▶ **AVAILABLE DATA**
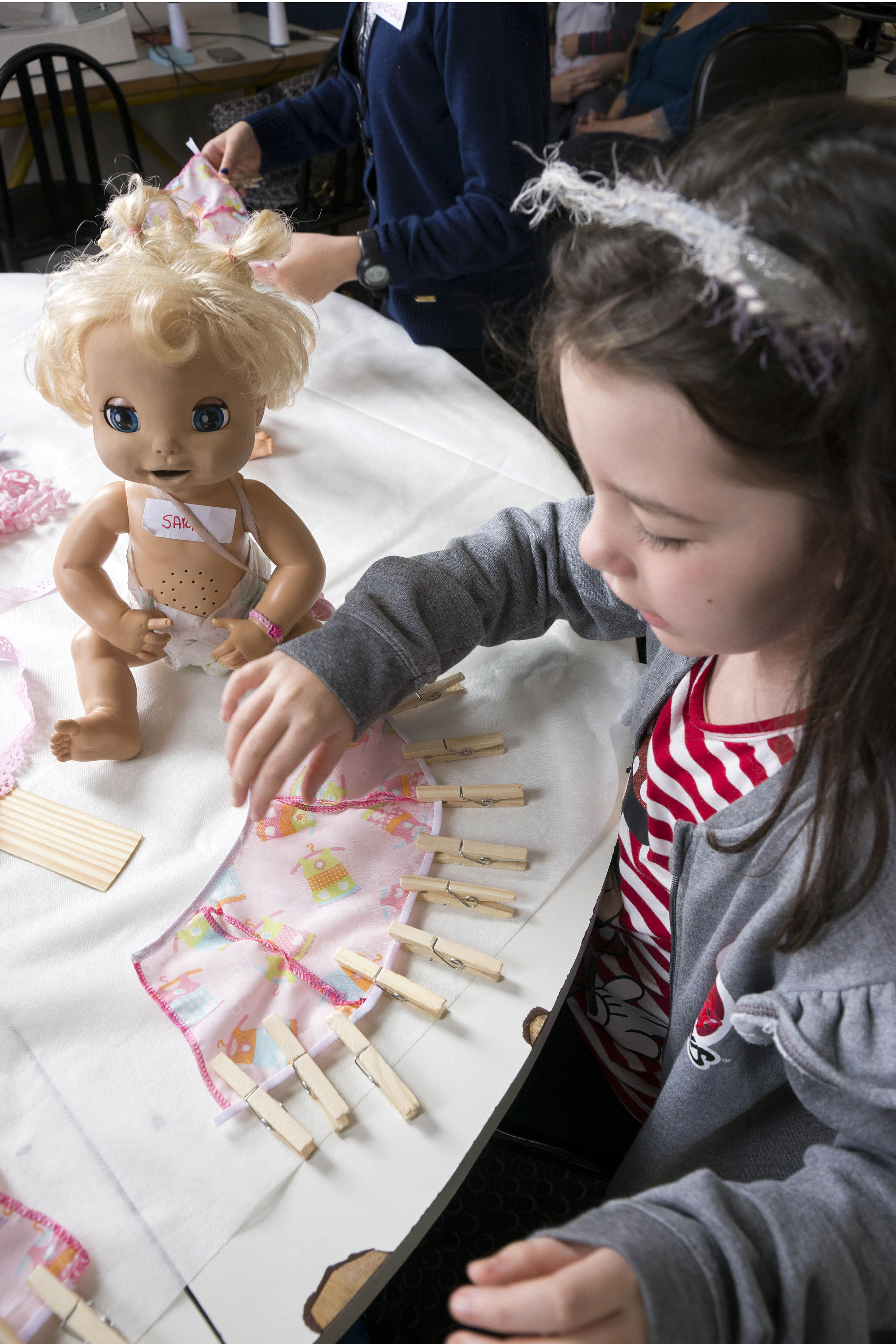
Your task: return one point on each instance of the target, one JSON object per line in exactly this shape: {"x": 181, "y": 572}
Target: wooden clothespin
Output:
{"x": 472, "y": 795}
{"x": 479, "y": 901}
{"x": 456, "y": 749}
{"x": 78, "y": 1318}
{"x": 374, "y": 1066}
{"x": 310, "y": 1074}
{"x": 436, "y": 691}
{"x": 479, "y": 853}
{"x": 441, "y": 949}
{"x": 397, "y": 987}
{"x": 272, "y": 1113}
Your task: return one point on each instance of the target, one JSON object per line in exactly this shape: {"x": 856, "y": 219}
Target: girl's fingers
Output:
{"x": 581, "y": 1295}
{"x": 524, "y": 1260}
{"x": 322, "y": 761}
{"x": 248, "y": 681}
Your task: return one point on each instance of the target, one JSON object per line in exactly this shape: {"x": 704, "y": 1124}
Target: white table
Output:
{"x": 393, "y": 448}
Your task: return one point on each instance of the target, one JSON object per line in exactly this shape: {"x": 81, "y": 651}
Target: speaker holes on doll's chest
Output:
{"x": 190, "y": 594}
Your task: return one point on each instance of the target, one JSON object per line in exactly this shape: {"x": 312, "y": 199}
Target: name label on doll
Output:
{"x": 390, "y": 11}
{"x": 163, "y": 519}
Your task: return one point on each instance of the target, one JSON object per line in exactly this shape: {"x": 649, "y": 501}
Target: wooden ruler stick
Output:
{"x": 311, "y": 1076}
{"x": 463, "y": 896}
{"x": 77, "y": 1316}
{"x": 64, "y": 840}
{"x": 429, "y": 694}
{"x": 398, "y": 987}
{"x": 456, "y": 749}
{"x": 374, "y": 1066}
{"x": 472, "y": 795}
{"x": 441, "y": 949}
{"x": 272, "y": 1113}
{"x": 479, "y": 853}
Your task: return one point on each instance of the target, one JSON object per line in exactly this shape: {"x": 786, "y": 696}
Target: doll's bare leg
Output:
{"x": 109, "y": 729}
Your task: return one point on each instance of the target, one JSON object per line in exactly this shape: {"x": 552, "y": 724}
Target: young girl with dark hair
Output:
{"x": 720, "y": 340}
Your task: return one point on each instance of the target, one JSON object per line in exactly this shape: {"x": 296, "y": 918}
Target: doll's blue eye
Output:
{"x": 123, "y": 419}
{"x": 209, "y": 419}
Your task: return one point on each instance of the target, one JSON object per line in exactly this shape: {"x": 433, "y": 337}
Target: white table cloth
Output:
{"x": 104, "y": 1123}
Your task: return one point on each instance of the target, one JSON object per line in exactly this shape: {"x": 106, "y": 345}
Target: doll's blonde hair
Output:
{"x": 174, "y": 291}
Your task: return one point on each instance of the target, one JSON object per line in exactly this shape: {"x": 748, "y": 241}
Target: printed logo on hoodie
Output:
{"x": 714, "y": 1022}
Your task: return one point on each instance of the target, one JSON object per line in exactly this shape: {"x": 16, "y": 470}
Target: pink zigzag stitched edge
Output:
{"x": 303, "y": 973}
{"x": 81, "y": 1261}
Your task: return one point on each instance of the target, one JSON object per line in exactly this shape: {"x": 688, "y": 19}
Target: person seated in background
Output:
{"x": 590, "y": 48}
{"x": 655, "y": 103}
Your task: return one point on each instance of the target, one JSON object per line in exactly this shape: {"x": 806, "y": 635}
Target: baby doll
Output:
{"x": 164, "y": 345}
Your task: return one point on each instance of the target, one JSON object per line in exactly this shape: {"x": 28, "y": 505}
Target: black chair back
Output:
{"x": 41, "y": 217}
{"x": 766, "y": 61}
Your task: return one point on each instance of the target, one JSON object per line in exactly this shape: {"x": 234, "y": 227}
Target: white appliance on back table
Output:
{"x": 103, "y": 32}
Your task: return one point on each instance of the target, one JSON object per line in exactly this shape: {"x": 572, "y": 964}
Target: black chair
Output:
{"x": 766, "y": 61}
{"x": 41, "y": 217}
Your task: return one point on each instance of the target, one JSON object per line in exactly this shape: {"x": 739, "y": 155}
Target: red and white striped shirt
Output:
{"x": 686, "y": 771}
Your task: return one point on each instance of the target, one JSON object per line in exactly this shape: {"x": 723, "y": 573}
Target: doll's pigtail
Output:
{"x": 143, "y": 211}
{"x": 267, "y": 237}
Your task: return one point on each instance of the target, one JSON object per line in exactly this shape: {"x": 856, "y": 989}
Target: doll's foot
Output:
{"x": 96, "y": 737}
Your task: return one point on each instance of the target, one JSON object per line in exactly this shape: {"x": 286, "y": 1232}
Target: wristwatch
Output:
{"x": 373, "y": 271}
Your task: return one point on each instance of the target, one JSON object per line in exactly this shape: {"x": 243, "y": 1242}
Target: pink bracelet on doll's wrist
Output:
{"x": 274, "y": 631}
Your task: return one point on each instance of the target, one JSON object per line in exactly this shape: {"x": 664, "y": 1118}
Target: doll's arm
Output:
{"x": 85, "y": 586}
{"x": 293, "y": 588}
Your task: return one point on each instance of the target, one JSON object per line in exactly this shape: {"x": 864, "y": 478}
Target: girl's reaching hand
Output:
{"x": 570, "y": 1293}
{"x": 291, "y": 714}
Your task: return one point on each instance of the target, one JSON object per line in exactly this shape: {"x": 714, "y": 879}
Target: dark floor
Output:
{"x": 550, "y": 1160}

▶ **WORK ITEM**
The lines you return should be those above that contain the word "wooden", every one of them.

▶ **THE COMPLETED TASK**
Target: wooden clothespin
Target: wooden ruler stick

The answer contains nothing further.